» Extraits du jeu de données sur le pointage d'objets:
━━━━━━━━

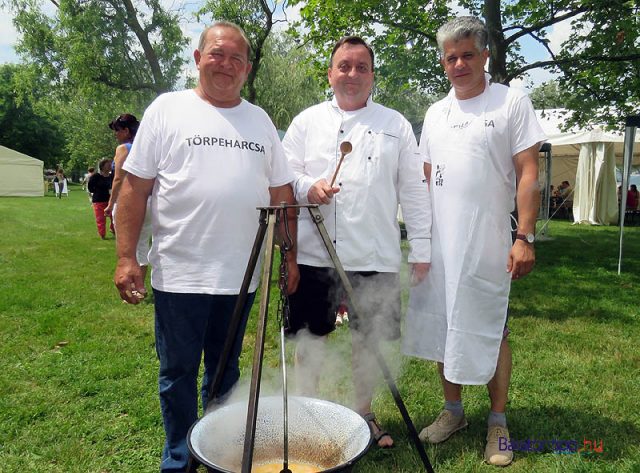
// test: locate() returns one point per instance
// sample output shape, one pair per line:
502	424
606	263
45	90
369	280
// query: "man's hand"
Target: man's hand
321	192
419	272
522	257
128	279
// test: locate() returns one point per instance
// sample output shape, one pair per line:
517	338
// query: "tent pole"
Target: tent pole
632	122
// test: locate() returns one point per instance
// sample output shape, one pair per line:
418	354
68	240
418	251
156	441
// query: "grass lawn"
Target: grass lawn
78	387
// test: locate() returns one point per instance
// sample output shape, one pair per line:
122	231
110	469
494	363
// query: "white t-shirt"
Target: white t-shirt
383	169
212	167
510	123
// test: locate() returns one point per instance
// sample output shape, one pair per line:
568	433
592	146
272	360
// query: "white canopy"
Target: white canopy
587	158
20	175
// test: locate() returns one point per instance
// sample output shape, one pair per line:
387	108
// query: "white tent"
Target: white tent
20	175
587	158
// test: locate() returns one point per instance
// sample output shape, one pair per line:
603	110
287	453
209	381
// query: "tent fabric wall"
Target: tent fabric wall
595	200
20	175
586	158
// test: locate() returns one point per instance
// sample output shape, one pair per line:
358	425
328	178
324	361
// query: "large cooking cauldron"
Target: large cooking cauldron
321	433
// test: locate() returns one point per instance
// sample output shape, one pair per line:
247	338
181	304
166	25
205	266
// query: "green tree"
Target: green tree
598	65
549	95
25	125
287	82
115	43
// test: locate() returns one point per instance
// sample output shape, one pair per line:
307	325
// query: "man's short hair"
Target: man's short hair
224	24
103	162
463	27
355	40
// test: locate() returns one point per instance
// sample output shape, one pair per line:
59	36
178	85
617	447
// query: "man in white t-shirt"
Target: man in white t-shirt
382	170
481	146
207	159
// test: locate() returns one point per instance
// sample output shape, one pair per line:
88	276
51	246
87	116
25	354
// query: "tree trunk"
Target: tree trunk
497	46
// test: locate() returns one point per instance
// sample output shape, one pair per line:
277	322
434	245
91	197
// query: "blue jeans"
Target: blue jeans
187	325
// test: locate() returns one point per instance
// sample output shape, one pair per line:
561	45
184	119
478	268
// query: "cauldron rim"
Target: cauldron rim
346	466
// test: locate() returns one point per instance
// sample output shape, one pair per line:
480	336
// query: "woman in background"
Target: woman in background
100	189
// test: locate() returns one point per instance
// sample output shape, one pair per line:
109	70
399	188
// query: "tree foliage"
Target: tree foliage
25	125
598	65
284	91
549	96
115	43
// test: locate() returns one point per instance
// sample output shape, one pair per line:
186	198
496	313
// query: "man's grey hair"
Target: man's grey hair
463	27
224	24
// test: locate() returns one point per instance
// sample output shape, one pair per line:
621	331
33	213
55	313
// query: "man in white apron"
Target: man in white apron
383	169
481	147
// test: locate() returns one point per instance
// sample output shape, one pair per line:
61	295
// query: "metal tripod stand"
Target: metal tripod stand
269	217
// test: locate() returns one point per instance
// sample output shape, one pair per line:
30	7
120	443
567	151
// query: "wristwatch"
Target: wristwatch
529	237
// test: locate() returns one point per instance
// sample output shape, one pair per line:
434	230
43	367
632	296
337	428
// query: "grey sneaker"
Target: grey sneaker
443	427
497	451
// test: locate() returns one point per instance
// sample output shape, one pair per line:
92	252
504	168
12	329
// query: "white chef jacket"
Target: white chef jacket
383	169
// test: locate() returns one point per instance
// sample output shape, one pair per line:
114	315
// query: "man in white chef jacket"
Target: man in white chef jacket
481	146
383	168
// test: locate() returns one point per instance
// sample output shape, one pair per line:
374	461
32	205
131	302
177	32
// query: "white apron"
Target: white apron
457	314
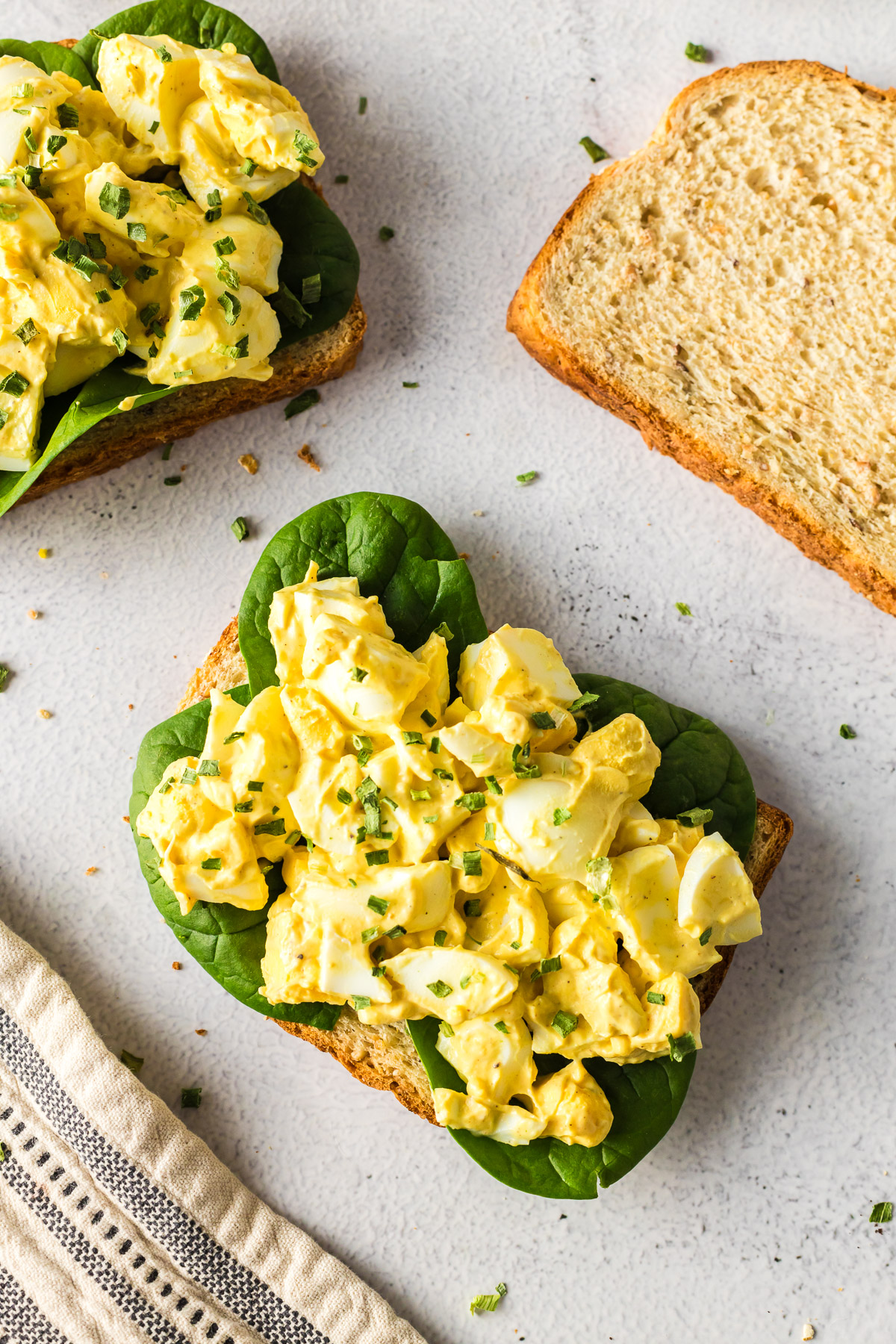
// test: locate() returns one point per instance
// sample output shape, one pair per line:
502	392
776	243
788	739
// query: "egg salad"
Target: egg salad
485	860
131	220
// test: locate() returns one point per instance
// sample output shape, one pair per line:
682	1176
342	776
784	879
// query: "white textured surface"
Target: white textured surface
751	1216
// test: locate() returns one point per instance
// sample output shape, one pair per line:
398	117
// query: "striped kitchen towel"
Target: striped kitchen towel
119	1225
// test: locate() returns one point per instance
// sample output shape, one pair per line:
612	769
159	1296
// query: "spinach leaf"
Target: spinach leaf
700	766
195	22
316	242
227	942
644	1098
69	416
49	57
395	550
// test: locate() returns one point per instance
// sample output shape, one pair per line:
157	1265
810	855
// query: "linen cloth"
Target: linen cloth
117	1225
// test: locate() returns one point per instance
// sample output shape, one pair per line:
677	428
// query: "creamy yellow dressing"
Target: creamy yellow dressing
480	862
96	258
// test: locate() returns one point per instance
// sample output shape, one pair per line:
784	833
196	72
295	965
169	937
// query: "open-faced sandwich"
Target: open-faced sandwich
164	257
501	892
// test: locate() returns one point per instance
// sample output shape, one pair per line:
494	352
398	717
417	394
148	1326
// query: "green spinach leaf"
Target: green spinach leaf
316	242
49	57
193	22
644	1098
394	547
227	942
69	416
700	768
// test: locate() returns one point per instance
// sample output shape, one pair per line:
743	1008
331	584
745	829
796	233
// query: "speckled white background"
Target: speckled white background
751	1216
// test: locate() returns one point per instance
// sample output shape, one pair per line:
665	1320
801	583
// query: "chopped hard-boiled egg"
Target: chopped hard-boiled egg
437	867
107	253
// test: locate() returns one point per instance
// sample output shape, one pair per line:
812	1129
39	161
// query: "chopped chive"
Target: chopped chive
302	402
594	151
26	332
270	828
132	1062
564	1023
680	1046
695	818
114	201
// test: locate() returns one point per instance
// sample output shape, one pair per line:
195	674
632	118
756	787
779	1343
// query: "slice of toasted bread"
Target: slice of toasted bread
119	438
385	1057
724	289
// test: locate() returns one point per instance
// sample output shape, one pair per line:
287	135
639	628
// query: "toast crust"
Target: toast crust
120	438
528	322
383	1057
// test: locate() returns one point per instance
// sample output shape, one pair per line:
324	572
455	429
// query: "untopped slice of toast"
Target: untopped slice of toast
119	438
385	1057
729	290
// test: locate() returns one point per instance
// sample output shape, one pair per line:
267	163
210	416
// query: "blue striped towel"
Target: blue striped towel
119	1226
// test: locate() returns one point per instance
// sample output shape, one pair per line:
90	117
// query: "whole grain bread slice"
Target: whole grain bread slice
726	290
385	1057
119	438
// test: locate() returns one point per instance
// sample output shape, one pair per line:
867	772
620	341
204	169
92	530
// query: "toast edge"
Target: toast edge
528	323
364	1058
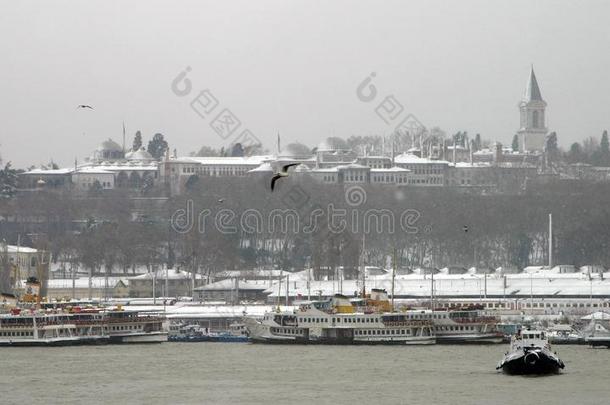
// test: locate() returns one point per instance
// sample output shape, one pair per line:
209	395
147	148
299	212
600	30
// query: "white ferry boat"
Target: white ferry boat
338	321
18	329
467	325
135	327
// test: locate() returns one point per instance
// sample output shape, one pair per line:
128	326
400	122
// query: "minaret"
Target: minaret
532	128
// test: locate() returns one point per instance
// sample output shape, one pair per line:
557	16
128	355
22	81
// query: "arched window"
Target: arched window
535	119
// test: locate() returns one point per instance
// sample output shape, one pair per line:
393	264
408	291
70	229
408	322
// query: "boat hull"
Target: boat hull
598	341
207	338
477	338
72	341
149	337
531	362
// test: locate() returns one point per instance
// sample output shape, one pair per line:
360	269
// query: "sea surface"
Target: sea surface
230	373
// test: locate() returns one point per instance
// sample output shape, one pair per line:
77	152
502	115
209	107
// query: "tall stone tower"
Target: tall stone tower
532	129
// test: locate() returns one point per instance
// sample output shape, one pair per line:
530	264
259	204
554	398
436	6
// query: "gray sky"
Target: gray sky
292	67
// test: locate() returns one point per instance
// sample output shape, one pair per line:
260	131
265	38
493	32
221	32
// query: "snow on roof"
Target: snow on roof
92	170
244	274
352	166
597	315
17	249
49	171
264	167
325	170
171	274
229	160
465	165
391	170
230	284
410	158
418	285
83	282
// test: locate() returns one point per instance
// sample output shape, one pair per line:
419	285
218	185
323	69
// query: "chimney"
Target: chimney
497	156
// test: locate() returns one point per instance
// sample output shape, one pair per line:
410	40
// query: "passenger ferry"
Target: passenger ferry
135	327
465	325
35	329
339	321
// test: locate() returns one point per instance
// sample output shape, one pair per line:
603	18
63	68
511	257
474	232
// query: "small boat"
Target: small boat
196	333
564	335
530	353
597	332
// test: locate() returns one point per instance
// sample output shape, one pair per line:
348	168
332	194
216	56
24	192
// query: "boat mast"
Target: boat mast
550	241
363	269
432	289
279	289
393	279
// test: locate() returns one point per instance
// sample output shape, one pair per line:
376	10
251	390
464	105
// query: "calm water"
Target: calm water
226	373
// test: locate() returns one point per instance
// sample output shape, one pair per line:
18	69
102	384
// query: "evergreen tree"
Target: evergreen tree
515	144
237	150
477	142
157	146
137	141
603	157
575	154
8	181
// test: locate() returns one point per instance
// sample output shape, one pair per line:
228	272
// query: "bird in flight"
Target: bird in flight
282	173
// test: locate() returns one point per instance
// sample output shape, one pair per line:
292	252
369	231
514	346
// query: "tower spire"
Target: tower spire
532	91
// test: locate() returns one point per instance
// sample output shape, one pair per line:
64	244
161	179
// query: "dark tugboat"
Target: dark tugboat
530	353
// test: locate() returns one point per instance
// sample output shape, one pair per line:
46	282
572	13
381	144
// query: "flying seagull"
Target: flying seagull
282	173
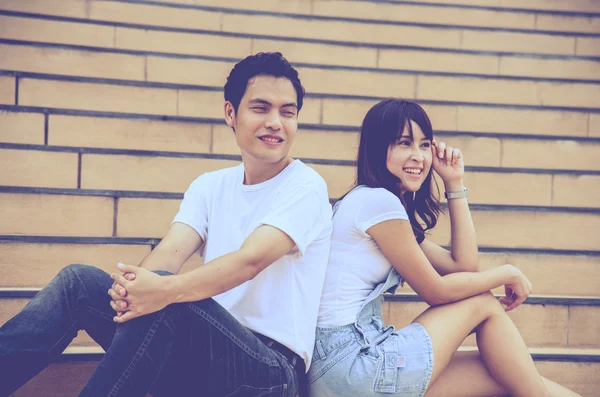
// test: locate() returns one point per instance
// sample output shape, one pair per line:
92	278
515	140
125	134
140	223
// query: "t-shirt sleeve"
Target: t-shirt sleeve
300	211
193	210
376	206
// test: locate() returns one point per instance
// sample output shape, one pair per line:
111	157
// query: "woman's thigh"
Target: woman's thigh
400	365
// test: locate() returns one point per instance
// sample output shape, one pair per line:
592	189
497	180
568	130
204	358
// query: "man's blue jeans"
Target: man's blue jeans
188	349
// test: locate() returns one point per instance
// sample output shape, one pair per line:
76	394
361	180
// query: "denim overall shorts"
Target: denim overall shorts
368	358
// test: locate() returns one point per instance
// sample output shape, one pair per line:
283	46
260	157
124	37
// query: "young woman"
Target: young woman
379	241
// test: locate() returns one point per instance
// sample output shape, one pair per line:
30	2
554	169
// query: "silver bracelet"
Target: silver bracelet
452	195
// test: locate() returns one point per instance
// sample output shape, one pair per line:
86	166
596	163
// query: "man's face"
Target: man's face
266	121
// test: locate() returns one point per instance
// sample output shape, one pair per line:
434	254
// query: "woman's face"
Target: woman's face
410	159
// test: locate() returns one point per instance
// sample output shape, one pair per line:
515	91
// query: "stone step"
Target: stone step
576	369
269	25
20	257
214	137
121	96
85	213
63	58
566	322
376	83
101	169
565	325
454	15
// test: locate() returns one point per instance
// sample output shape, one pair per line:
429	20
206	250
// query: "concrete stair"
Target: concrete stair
101	101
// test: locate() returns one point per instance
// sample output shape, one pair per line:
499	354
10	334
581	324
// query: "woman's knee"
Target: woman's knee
484	304
85	276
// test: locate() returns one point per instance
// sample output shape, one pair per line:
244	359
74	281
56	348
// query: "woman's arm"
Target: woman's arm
396	240
463	255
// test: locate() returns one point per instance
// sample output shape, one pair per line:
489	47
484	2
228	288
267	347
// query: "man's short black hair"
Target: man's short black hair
261	64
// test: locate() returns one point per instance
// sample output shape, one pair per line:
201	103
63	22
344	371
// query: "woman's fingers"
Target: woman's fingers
456	156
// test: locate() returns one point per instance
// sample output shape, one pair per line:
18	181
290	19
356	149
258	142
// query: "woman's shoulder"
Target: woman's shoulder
367	202
373	196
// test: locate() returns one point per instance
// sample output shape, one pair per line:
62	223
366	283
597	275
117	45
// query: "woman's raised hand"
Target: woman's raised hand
516	290
447	162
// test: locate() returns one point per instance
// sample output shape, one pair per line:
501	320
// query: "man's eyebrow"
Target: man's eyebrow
261	101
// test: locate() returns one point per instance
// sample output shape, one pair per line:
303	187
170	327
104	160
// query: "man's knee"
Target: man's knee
76	271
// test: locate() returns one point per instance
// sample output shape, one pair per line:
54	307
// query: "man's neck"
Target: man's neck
256	172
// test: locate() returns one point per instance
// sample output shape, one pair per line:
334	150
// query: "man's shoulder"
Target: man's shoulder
217	176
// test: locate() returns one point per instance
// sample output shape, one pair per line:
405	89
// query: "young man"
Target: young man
243	323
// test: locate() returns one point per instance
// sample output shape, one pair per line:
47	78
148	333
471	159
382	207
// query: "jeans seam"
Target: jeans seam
231	336
138	355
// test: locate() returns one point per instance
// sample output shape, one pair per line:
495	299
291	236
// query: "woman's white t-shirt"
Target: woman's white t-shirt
356	264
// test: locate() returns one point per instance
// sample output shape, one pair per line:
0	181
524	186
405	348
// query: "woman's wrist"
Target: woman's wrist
454	186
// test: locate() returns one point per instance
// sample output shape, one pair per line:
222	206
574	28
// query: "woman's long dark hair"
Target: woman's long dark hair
383	126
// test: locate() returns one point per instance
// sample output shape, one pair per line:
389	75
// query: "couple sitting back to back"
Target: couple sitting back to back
278	266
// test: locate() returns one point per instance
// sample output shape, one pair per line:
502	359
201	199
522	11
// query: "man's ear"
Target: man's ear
229	115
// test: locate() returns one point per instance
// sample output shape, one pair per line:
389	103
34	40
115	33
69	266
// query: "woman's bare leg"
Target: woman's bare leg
468	365
501	347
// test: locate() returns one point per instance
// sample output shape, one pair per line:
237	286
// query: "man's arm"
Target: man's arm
178	245
149	292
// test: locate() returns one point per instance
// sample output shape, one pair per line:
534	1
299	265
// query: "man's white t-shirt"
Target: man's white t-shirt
356	264
282	301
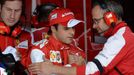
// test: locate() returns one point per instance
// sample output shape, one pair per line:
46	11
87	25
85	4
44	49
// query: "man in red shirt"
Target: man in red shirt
58	48
116	57
12	38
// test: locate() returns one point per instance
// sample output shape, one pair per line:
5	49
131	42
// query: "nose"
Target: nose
95	26
12	14
72	31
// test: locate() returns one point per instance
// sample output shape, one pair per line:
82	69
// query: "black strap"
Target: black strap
118	70
97	62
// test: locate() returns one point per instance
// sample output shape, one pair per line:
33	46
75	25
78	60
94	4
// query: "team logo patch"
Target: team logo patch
55	56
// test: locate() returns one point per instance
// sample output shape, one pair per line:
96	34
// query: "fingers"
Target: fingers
34	68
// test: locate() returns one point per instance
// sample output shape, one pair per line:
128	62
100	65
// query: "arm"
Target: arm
47	68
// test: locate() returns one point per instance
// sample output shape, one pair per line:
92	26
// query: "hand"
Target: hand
75	59
41	68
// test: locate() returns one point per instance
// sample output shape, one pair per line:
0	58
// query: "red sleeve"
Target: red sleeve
80	70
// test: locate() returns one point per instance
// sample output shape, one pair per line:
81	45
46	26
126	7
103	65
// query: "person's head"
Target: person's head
62	23
106	15
43	11
41	14
10	11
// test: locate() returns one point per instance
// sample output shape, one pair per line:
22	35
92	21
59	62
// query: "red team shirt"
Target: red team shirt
118	51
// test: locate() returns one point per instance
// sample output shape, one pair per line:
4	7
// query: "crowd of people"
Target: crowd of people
48	47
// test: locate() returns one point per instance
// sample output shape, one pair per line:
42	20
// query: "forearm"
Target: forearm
64	70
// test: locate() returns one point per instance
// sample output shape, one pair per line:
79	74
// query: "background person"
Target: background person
116	58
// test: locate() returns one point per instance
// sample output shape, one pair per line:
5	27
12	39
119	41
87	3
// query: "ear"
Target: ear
53	29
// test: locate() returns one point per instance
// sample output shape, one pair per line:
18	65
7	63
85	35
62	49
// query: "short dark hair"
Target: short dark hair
110	6
43	11
50	31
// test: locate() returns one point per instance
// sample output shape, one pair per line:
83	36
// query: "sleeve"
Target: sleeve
80	70
37	56
109	56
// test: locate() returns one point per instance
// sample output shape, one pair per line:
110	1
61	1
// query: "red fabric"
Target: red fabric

━━━━━━━━

» CONSIGNE: Repérez, s'il vous plaît, chaque ligne des items ci-dessus contenant le mot « shoulder », puis recopiez ces lignes.

» TÂCHE ACCOMPLIE:
// query: "woman's shoulder"
Target: woman's shoulder
// query: "man's shoulder"
Target: man's shoulder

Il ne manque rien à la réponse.